### Document extract
┄┄┄┄┄┄┄┄┄┄
Saturday, September 12, 2009

Set Sail in the Sepia Sea


Just got a fun email from a guy who bought some artwork from us at an art fair, must have been at least 6 or 7 years ago. He went on in the email to tell me how he had given his sister a piece entitled “Perfect Day” for their wedding. The piece can actually be seen here on the T. Scot Halpin Memorial Blog (“Perfect Day”-2/14/09). It is an image involving glowing boats and water, (only no baby, just love). This brother gave the couple another piece called “Welcome”—on the day they moved into their first house. He gave them “Fun Family” the day they had their first child. The day he emailed, his sister had just given birth to her second baby--that day! He was looking for a new piece, and my search for him, turned up today’s blog entry piece.

This is a dry point engraving. Dry point is part of the Intaglio (“to take away”) family of printmaking. To create this piece, Scot cut down a sheet of plexi-glass to size. He had long since moved away from toxic techniques like acid etching, etc. With the plexi-glass, we could clean up with vegetable oil. Scot loved sepia, the red-brown color you see today. This was probably one of five prints pulled from this plate. You can tell because of what print makers call ‘the burr’—that fuzzy, velvety line that is created when tiny little canyons that fill up with ink, are formed along the furrow the needle causes as it is dragged across the plain of the plate.
┄┄┄┄┄┄┄┄┄┄
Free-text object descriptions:
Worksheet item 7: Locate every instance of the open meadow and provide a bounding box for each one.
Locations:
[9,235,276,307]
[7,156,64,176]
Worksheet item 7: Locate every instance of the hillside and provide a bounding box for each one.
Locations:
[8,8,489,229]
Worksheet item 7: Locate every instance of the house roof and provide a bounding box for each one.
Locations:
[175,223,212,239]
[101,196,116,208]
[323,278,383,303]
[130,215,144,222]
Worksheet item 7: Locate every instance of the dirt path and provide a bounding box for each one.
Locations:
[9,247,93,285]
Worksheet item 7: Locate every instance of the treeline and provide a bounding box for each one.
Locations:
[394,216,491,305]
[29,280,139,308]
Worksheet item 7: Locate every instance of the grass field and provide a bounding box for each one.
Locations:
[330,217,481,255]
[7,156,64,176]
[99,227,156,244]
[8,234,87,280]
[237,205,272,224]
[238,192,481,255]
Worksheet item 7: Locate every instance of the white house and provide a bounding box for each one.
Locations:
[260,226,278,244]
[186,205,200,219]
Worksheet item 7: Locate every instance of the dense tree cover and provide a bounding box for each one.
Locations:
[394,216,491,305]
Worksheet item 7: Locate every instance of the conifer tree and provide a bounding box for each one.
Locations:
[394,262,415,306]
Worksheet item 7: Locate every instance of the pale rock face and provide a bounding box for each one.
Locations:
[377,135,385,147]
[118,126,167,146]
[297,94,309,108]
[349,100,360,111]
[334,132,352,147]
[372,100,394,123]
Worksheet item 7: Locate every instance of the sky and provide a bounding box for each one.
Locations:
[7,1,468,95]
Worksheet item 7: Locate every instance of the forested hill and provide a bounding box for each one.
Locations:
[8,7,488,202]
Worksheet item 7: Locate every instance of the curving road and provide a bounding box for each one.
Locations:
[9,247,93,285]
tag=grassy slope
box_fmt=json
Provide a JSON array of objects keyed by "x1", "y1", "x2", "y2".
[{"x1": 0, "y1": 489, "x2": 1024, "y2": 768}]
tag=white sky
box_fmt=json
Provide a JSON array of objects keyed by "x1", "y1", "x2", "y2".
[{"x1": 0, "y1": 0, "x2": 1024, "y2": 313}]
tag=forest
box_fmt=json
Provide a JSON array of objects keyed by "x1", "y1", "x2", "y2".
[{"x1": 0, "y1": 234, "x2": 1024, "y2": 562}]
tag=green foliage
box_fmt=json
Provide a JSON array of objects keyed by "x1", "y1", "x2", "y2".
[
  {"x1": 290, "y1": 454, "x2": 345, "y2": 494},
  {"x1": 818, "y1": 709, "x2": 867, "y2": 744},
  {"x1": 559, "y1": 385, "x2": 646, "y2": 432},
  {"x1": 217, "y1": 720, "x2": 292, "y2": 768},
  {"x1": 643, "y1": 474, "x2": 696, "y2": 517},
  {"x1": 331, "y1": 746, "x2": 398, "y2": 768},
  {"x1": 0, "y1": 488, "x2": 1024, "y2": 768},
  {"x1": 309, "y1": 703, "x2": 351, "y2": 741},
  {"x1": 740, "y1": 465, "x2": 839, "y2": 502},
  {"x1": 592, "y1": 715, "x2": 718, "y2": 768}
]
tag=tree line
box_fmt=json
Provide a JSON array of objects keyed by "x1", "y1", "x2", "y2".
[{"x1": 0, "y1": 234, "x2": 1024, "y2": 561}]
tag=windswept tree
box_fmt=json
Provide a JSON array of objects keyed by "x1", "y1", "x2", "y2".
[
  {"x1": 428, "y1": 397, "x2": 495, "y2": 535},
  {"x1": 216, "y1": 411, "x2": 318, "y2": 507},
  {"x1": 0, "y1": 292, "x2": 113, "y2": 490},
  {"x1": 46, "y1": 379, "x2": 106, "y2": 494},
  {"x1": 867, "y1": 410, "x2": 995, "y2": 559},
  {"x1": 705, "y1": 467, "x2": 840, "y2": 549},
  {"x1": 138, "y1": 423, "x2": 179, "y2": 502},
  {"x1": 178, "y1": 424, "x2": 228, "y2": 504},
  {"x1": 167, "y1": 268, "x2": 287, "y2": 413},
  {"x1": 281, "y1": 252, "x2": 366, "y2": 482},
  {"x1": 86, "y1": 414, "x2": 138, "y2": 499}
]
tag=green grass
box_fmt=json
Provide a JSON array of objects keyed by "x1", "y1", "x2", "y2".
┄┄┄┄┄┄┄┄┄┄
### Using the information
1. Name every artwork title that the blog entry says the brother gave to his sister.
2. From the blog entry, extract the passage starting with "This is a dry" and going on through "of the plate.".

### Answers by task
1. "Perfect Day", "Welcome", "Fun Family"

2.
This is a dry point engraving. Dry point is part of the Intaglio (“to take away”) family of printmaking. To create this piece, Scot cut down a sheet of plexi-glass to size. He had long since moved away from toxic techniques like acid etching, etc. With the plexi-glass, we could clean up with vegetable oil. Scot loved sepia, the red-brown color you see today. This was probably one of five prints pulled from this plate. You can tell because of what print makers call ‘the burr’—that fuzzy, velvety line that is created when tiny little canyons that fill up with ink, are formed along the furrow the needle causes as it is dragged across the plain of the plate.